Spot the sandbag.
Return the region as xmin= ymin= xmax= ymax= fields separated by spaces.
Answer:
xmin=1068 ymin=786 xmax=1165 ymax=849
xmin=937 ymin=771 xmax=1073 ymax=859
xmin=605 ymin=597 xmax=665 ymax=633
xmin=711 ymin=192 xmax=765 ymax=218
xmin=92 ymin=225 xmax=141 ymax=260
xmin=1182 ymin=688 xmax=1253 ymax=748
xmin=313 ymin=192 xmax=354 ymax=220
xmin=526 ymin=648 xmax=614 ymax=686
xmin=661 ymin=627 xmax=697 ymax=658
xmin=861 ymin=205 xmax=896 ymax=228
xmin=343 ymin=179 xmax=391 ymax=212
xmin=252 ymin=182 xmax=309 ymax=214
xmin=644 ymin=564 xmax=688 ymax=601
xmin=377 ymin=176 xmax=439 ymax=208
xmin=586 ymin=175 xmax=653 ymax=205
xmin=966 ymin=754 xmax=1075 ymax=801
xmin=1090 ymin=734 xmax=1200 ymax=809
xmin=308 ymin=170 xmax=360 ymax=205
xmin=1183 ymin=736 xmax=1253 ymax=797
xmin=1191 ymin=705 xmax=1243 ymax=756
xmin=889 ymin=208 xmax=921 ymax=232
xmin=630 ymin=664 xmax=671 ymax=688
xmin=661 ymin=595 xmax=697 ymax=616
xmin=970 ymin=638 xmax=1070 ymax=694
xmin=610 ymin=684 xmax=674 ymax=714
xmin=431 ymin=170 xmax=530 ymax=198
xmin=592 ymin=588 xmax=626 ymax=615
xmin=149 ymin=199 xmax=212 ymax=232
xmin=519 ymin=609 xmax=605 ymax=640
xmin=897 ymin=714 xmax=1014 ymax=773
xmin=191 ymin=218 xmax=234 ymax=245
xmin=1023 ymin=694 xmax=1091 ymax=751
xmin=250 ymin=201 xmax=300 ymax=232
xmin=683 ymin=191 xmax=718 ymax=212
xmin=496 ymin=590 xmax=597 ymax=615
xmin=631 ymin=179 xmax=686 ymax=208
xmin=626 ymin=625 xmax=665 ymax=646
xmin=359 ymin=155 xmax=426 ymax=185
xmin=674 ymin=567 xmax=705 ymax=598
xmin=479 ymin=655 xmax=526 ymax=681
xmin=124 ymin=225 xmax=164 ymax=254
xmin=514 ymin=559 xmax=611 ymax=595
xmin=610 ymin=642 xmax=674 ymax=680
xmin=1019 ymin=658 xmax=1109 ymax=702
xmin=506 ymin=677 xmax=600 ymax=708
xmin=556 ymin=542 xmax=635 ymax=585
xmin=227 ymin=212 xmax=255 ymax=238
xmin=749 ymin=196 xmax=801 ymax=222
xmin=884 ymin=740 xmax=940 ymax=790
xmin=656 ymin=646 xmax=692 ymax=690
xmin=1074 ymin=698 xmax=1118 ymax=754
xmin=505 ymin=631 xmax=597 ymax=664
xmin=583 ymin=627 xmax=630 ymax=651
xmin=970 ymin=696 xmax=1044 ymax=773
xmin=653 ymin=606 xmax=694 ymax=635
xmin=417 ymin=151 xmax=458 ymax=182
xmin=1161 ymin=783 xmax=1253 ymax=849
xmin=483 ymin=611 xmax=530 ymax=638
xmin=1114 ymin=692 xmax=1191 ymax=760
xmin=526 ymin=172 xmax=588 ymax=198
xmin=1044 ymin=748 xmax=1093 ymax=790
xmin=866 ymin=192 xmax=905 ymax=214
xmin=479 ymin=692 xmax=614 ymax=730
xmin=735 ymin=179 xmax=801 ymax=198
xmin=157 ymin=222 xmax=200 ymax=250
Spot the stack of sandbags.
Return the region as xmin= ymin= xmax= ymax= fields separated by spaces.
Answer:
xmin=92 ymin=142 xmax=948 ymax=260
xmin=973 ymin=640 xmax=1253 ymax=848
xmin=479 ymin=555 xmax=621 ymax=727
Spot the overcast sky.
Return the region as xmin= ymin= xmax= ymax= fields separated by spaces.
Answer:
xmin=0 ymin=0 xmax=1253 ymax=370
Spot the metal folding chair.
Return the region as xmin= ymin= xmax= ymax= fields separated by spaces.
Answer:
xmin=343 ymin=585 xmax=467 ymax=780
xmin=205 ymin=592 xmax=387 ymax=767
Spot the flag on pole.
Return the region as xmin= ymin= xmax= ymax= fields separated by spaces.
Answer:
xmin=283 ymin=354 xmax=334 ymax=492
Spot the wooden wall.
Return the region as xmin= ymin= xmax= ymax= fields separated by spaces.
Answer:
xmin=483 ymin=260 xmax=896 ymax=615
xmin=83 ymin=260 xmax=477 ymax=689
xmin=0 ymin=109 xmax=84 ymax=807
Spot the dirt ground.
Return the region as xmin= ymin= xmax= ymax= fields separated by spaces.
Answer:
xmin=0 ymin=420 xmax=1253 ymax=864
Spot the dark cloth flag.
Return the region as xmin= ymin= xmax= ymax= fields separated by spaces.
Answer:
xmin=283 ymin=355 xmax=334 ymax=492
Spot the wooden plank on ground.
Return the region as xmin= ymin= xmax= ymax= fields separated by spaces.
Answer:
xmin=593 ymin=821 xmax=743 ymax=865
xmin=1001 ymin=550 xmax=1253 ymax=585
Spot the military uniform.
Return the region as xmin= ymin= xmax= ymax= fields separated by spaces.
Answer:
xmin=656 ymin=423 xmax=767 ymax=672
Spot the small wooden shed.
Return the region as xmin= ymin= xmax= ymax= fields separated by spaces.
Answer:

-- The exercise --
Recast all the items above as a Markdown table with two columns, Number and Entry. Each nonblank line goes in its own row, numbered in order, and blank lines are left out.

-- Correct response --
| Number | Entry |
|---|---|
| 1 | Spot the sandbag. |
| 2 | Return the region as xmin= ymin= xmax= ymax= fields separated by spaces. |
| 3 | Answer: |
| 4 | xmin=1068 ymin=786 xmax=1165 ymax=849 |
| 5 | xmin=937 ymin=771 xmax=1073 ymax=859 |
| 6 | xmin=605 ymin=597 xmax=665 ymax=633 |
| 7 | xmin=711 ymin=192 xmax=765 ymax=218 |
| 8 | xmin=92 ymin=225 xmax=141 ymax=260 |
| 9 | xmin=1182 ymin=688 xmax=1253 ymax=748 |
| 10 | xmin=313 ymin=192 xmax=354 ymax=220 |
| 11 | xmin=526 ymin=648 xmax=614 ymax=686 |
| 12 | xmin=661 ymin=627 xmax=697 ymax=658 |
| 13 | xmin=861 ymin=205 xmax=896 ymax=228 |
| 14 | xmin=343 ymin=179 xmax=391 ymax=212 |
| 15 | xmin=252 ymin=182 xmax=309 ymax=214 |
| 16 | xmin=644 ymin=564 xmax=688 ymax=601 |
| 17 | xmin=377 ymin=176 xmax=439 ymax=208 |
| 18 | xmin=586 ymin=175 xmax=653 ymax=205 |
| 19 | xmin=966 ymin=754 xmax=1075 ymax=801 |
| 20 | xmin=1090 ymin=734 xmax=1200 ymax=809 |
| 21 | xmin=308 ymin=170 xmax=360 ymax=205 |
| 22 | xmin=1183 ymin=736 xmax=1253 ymax=797 |
| 23 | xmin=1191 ymin=705 xmax=1243 ymax=756 |
| 24 | xmin=889 ymin=208 xmax=921 ymax=232 |
| 25 | xmin=630 ymin=664 xmax=671 ymax=688 |
| 26 | xmin=661 ymin=595 xmax=697 ymax=616 |
| 27 | xmin=970 ymin=638 xmax=1070 ymax=694 |
| 28 | xmin=610 ymin=684 xmax=674 ymax=714 |
| 29 | xmin=431 ymin=170 xmax=530 ymax=198 |
| 30 | xmin=592 ymin=588 xmax=626 ymax=615 |
| 31 | xmin=149 ymin=199 xmax=212 ymax=232 |
| 32 | xmin=519 ymin=609 xmax=605 ymax=640 |
| 33 | xmin=897 ymin=714 xmax=1014 ymax=773 |
| 34 | xmin=191 ymin=218 xmax=234 ymax=245 |
| 35 | xmin=1023 ymin=694 xmax=1091 ymax=751 |
| 36 | xmin=250 ymin=201 xmax=300 ymax=232 |
| 37 | xmin=683 ymin=191 xmax=718 ymax=212 |
| 38 | xmin=496 ymin=590 xmax=597 ymax=615 |
| 39 | xmin=631 ymin=179 xmax=686 ymax=208 |
| 40 | xmin=626 ymin=625 xmax=665 ymax=646 |
| 41 | xmin=359 ymin=155 xmax=426 ymax=185 |
| 42 | xmin=674 ymin=567 xmax=705 ymax=598 |
| 43 | xmin=479 ymin=655 xmax=526 ymax=681 |
| 44 | xmin=124 ymin=225 xmax=164 ymax=254 |
| 45 | xmin=514 ymin=559 xmax=611 ymax=595 |
| 46 | xmin=610 ymin=642 xmax=674 ymax=680 |
| 47 | xmin=1019 ymin=658 xmax=1109 ymax=702 |
| 48 | xmin=506 ymin=677 xmax=600 ymax=708 |
| 49 | xmin=556 ymin=542 xmax=635 ymax=585 |
| 50 | xmin=227 ymin=212 xmax=255 ymax=238 |
| 51 | xmin=749 ymin=196 xmax=801 ymax=222 |
| 52 | xmin=884 ymin=740 xmax=940 ymax=790 |
| 53 | xmin=656 ymin=646 xmax=692 ymax=690 |
| 54 | xmin=1074 ymin=698 xmax=1118 ymax=754 |
| 55 | xmin=505 ymin=631 xmax=597 ymax=664 |
| 56 | xmin=583 ymin=627 xmax=630 ymax=651 |
| 57 | xmin=970 ymin=696 xmax=1044 ymax=773 |
| 58 | xmin=653 ymin=606 xmax=694 ymax=635 |
| 59 | xmin=417 ymin=151 xmax=458 ymax=182 |
| 60 | xmin=1161 ymin=783 xmax=1253 ymax=849 |
| 61 | xmin=483 ymin=611 xmax=530 ymax=638 |
| 62 | xmin=1114 ymin=692 xmax=1191 ymax=760 |
| 63 | xmin=526 ymin=172 xmax=588 ymax=198 |
| 64 | xmin=1044 ymin=748 xmax=1093 ymax=790 |
| 65 | xmin=866 ymin=192 xmax=905 ymax=214 |
| 66 | xmin=479 ymin=692 xmax=614 ymax=730 |
| 67 | xmin=735 ymin=179 xmax=801 ymax=198 |
| 68 | xmin=157 ymin=222 xmax=200 ymax=250 |
| 69 | Spot the stack of sandbags. |
| 70 | Return the region as xmin= ymin= xmax= ymax= fields separated by spaces. |
| 71 | Answer: |
| 72 | xmin=92 ymin=142 xmax=948 ymax=260 |
| 73 | xmin=973 ymin=640 xmax=1253 ymax=848 |
| 74 | xmin=479 ymin=555 xmax=621 ymax=727 |
| 75 | Spot the overcast sky. |
| 76 | Return the region as xmin= ymin= xmax= ymax= fields separated by spaces. |
| 77 | Answer: |
| 78 | xmin=0 ymin=0 xmax=1253 ymax=370 |
| 79 | Spot the metal folding chair. |
| 80 | Return the region as xmin= ymin= xmax= ymax= fields separated by spaces. |
| 81 | Answer: |
| 82 | xmin=343 ymin=585 xmax=467 ymax=780 |
| 83 | xmin=205 ymin=592 xmax=387 ymax=767 |
| 84 | Spot the flag on pole. |
| 85 | Return the region as xmin= ymin= xmax= ymax= fields separated by spaces. |
| 86 | Answer: |
| 87 | xmin=283 ymin=354 xmax=334 ymax=492 |
| 88 | Spot the wooden wall. |
| 89 | Return the region as xmin= ymin= xmax= ymax= fields separated by spaces. |
| 90 | Answer: |
| 91 | xmin=483 ymin=260 xmax=896 ymax=615 |
| 92 | xmin=83 ymin=260 xmax=477 ymax=689 |
| 93 | xmin=0 ymin=109 xmax=84 ymax=807 |
| 94 | Spot the dirt ground. |
| 95 | Return the region as xmin= ymin= xmax= ymax= fields separated by spaces. |
| 96 | Answer: |
| 97 | xmin=0 ymin=420 xmax=1253 ymax=864 |
| 98 | Spot the dark cloth flag. |
| 99 | Return the region as xmin= ymin= xmax= ymax= fields separated by spaces. |
| 100 | Answer: |
| 101 | xmin=283 ymin=355 xmax=334 ymax=492 |
| 102 | Spot the wooden plank on ground. |
| 103 | Return the region as xmin= ymin= xmax= ymax= fields separated by spaces. |
| 104 | Answer: |
| 105 | xmin=593 ymin=821 xmax=743 ymax=865 |
| 106 | xmin=1001 ymin=550 xmax=1253 ymax=585 |
| 107 | Spot the military uniform. |
| 108 | Return the region as xmin= ymin= xmax= ymax= fields separated by spaces. |
| 109 | Answer: |
| 110 | xmin=656 ymin=423 xmax=767 ymax=672 |
| 111 | Spot the small wooden shed. |
| 112 | Return the region as xmin= ymin= xmax= ymax= fields separated by spaces. |
| 113 | Answer: |